Data provided
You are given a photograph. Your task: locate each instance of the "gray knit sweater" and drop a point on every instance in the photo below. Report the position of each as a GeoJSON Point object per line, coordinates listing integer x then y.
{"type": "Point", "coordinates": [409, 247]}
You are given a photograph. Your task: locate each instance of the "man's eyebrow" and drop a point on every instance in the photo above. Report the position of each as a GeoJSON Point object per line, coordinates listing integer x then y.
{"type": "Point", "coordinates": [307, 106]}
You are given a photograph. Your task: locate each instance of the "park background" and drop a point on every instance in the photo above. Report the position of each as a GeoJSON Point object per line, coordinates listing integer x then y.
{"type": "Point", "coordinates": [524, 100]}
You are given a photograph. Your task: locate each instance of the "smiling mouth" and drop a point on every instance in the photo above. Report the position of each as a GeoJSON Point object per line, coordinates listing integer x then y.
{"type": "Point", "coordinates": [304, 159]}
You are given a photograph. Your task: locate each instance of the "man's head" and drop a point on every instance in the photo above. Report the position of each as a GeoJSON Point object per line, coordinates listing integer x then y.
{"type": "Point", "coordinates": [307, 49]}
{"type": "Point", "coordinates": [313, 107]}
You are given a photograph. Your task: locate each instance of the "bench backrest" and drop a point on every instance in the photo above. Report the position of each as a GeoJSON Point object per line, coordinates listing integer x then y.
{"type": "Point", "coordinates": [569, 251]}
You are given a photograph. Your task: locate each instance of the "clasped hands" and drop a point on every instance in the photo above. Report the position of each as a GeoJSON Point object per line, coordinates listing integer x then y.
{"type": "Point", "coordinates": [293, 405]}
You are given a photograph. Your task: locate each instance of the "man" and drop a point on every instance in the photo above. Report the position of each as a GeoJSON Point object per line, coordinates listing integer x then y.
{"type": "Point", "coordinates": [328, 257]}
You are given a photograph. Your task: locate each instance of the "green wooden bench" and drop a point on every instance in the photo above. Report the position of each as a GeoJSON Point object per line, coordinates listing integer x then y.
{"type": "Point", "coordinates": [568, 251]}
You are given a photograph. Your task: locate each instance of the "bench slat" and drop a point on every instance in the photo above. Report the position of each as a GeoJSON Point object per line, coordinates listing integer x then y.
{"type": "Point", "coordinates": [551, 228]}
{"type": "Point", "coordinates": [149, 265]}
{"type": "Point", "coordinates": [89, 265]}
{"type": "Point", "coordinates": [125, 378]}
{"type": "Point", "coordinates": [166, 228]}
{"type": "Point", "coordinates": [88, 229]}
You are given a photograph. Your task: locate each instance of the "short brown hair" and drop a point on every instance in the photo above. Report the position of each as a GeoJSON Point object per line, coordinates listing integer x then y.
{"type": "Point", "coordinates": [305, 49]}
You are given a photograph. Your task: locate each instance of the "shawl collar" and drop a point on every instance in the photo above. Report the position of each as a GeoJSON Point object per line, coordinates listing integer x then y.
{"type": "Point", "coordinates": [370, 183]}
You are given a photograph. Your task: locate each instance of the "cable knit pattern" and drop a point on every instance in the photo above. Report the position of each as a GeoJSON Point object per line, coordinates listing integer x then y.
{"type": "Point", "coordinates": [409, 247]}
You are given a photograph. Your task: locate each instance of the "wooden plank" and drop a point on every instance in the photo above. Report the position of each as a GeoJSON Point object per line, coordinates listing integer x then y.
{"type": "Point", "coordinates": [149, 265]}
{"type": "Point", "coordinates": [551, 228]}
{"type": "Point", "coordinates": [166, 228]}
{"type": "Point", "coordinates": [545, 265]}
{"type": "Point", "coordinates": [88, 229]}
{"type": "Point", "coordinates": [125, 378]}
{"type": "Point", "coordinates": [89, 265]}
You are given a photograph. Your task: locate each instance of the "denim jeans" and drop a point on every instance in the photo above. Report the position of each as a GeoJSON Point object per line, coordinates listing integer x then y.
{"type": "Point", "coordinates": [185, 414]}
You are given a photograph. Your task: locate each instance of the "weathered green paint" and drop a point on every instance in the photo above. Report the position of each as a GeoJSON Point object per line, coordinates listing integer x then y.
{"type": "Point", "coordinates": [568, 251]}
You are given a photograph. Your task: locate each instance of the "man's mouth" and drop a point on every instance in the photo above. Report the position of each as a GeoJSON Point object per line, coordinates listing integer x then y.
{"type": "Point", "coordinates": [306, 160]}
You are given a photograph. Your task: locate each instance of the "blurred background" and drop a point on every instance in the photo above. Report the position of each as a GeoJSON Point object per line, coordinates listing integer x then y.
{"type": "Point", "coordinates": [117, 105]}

Given problem
Copy out the whole listing exactly as written.

Worked solution
You are given a photograph. Your task: locate each instance of the "gray knit sweater" and drop a point on every instance in the photo below. Report the position of each as a GeoJSON Point object per line, coordinates listing integer x then y.
{"type": "Point", "coordinates": [409, 247]}
You are given a photograph. Your task: locate each instance of the "man's eyebrow" and drop a point on every instance in the photo above. Report the position of each as a GeoJSON Point object per line, coordinates listing integer x then y.
{"type": "Point", "coordinates": [307, 106]}
You are given a photograph. Your task: locate each instance of the "park background" and drop a point on every instance in the photo above. Report the position of each as a GeoJSON Point object per line, coordinates listing integer x then y.
{"type": "Point", "coordinates": [524, 100]}
You are given a photograph. Your task: locate each instance of the "smiling mouth" and drop a point on every instance in the photo above. Report the position of each as a GeoJSON Point object per line, coordinates listing integer x then y.
{"type": "Point", "coordinates": [304, 159]}
You are given a photograph. Your task: locate each instance of the "man's head" and drop a point on every instance in the photo above. Report the position of each as a GeoJSON Point object per line, coordinates listing integer x then y.
{"type": "Point", "coordinates": [307, 49]}
{"type": "Point", "coordinates": [313, 107]}
You are given a photograph. Your task: locate each instance of the "bench backrest" and drop a point on every instance in the photo above. Report the position of each as a GeoJSON Point object per line, coordinates listing integer x then y.
{"type": "Point", "coordinates": [569, 251]}
You are given a photograph. Your task: locate each instance of the "clasped hands" and drop a point on every instance in the photo above. Report the position of each as a GeoJSON Point object per line, coordinates listing integer x then y.
{"type": "Point", "coordinates": [293, 405]}
You are given a photograph. Your task: locate each instance of the "man" and drop a point on every instance in the photo above. Report the position of each as a GeoJSON Point object per line, coordinates listing integer x then y.
{"type": "Point", "coordinates": [328, 257]}
You are given a photograph. Your task: locate each instance of the "green wooden bench" and drop a point on every instance in the photo above. Report the position of each as a GeoJSON Point object per line, coordinates listing integer x then y.
{"type": "Point", "coordinates": [568, 251]}
You are given a photograph. Your task: locate each instance of the "bench slat" and drop a point on every instance in the photo above. Report the position of each as a GeoJSON Point object per line, coordinates listing integer x then y.
{"type": "Point", "coordinates": [551, 228]}
{"type": "Point", "coordinates": [149, 265]}
{"type": "Point", "coordinates": [89, 265]}
{"type": "Point", "coordinates": [125, 378]}
{"type": "Point", "coordinates": [166, 228]}
{"type": "Point", "coordinates": [88, 229]}
You are given a photograph. Your task: locate each instance of the "short brown hair" and drop a point on every instance in the photo above. Report the position of each as a GeoJSON Point object per line, coordinates listing integer x then y.
{"type": "Point", "coordinates": [305, 49]}
You are given a photograph. Your task: locate each instance of the "shawl collar" and drop a point on every instance in the photo above. Report the position of each as a GeoJSON Point object per line, coordinates listing integer x then y.
{"type": "Point", "coordinates": [370, 183]}
You are given a photograph. Your task: locate each instance of the "cable knit pattern" and drop a point on every instance in the photo above. Report the position of each as a GeoJSON Point object per line, coordinates listing integer x then y.
{"type": "Point", "coordinates": [409, 247]}
You are given a photograph. Your task: locate each instance of the "wooden plank" and drop a point on every instance in the photo above. Report the position of each as a GeoJSON Point object per line, coordinates listing integer x then y.
{"type": "Point", "coordinates": [149, 265]}
{"type": "Point", "coordinates": [551, 228]}
{"type": "Point", "coordinates": [166, 228]}
{"type": "Point", "coordinates": [545, 265]}
{"type": "Point", "coordinates": [88, 229]}
{"type": "Point", "coordinates": [125, 378]}
{"type": "Point", "coordinates": [89, 265]}
You are given a photograph. Your task: locate each instance of the "denim jeans" and drop a point on every instance in the photo above. Report the position of each as a GeoJSON Point object per line, coordinates listing integer x then y.
{"type": "Point", "coordinates": [185, 414]}
You are given a photograph. Your task: locate each instance of the "weathered green paint" and drop a point on every instance in the photo above. Report the position of each as a GeoJSON Point object per line, coordinates listing integer x then y.
{"type": "Point", "coordinates": [568, 251]}
You are given a photograph. Your task: locate each instance of the "man's mouth" and drop a point on every instance in the photo above. Report the position of each as a GeoJSON Point object per line, coordinates listing integer x then y.
{"type": "Point", "coordinates": [306, 160]}
You are given a photograph. Your task: locate each instance of the "blurred background" and drop a point on every instance in the photo above. Report the position of each as a GeoJSON Point object per line, coordinates listing integer x then y.
{"type": "Point", "coordinates": [117, 105]}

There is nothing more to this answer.